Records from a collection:
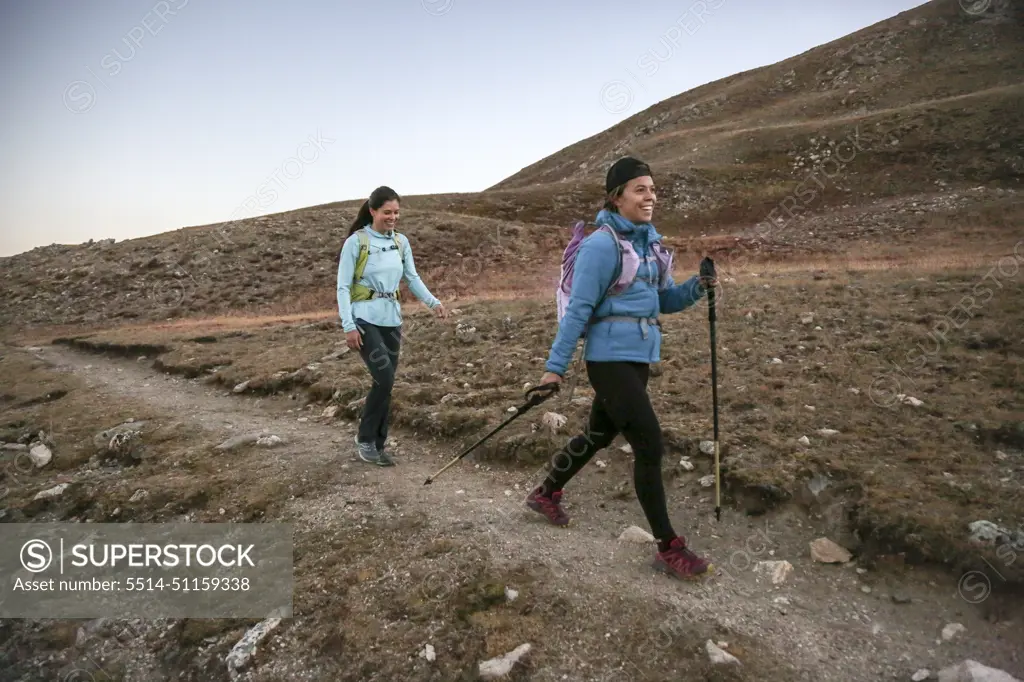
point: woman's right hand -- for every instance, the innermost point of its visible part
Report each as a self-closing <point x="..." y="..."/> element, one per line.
<point x="550" y="378"/>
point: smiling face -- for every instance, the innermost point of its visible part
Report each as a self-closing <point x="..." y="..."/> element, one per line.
<point x="386" y="217"/>
<point x="637" y="201"/>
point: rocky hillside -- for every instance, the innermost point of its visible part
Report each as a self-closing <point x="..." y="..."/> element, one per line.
<point x="901" y="139"/>
<point x="929" y="98"/>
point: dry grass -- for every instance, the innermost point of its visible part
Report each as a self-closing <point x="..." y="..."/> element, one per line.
<point x="352" y="620"/>
<point x="866" y="323"/>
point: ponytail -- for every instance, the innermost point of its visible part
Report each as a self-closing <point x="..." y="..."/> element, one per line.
<point x="363" y="218"/>
<point x="378" y="198"/>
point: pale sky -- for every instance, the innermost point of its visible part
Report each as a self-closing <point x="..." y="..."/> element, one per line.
<point x="125" y="119"/>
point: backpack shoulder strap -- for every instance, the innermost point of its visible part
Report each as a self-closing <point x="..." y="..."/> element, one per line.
<point x="402" y="245"/>
<point x="360" y="260"/>
<point x="619" y="267"/>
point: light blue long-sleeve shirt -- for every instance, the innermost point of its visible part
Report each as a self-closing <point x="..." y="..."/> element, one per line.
<point x="596" y="264"/>
<point x="384" y="271"/>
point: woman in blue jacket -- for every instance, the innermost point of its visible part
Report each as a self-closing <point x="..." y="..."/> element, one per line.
<point x="371" y="312"/>
<point x="623" y="338"/>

What is expected:
Write out the full listing verbatim, excluding its pictures.

Answer to this task:
point: woman's right hand -- for every instance, the innermost point of its visible part
Report each as a self-closing <point x="..." y="..."/> element, one per line.
<point x="550" y="378"/>
point: smiling face -- for every instance, the innermost point of its visible part
Report each as a self-closing <point x="..." y="..."/> element, one per line.
<point x="386" y="217"/>
<point x="637" y="201"/>
point: rocky hillside -- for every instance, the innermost point of its visible part
Report each as a self-closing <point x="..." y="..."/> element, one per line.
<point x="901" y="139"/>
<point x="929" y="98"/>
point: dry grass -- for every instance, the innermost point of its visible part
Report each as a self-closing <point x="..." y="..."/> element, one per line.
<point x="352" y="620"/>
<point x="866" y="323"/>
point: ponytail -- for every instance, the innermost point of its visible part
Report each as a self-closing <point x="..." y="..."/> element, one per line.
<point x="363" y="218"/>
<point x="378" y="198"/>
point: pale sky -- for every instance, the innermost point of its visible part
Report each as a self-closing <point x="..." y="..."/> element, one per line.
<point x="125" y="119"/>
point: backpack shoulder strap -- for every instance, the innermost point of its visible part
Report each as a self-closing <point x="..." y="..."/> element, one per line.
<point x="402" y="245"/>
<point x="360" y="260"/>
<point x="619" y="267"/>
point: light blue long-sleeve shirt -- for every instance, the innermost point of its visible part
Report each as a self-closing <point x="..." y="..."/> element, one per line.
<point x="596" y="264"/>
<point x="384" y="271"/>
point: woman in blue jacket -- for every instance, the innermost point of its visible part
Report each as a self-closing <point x="..." y="..."/> element, one per line.
<point x="371" y="312"/>
<point x="623" y="338"/>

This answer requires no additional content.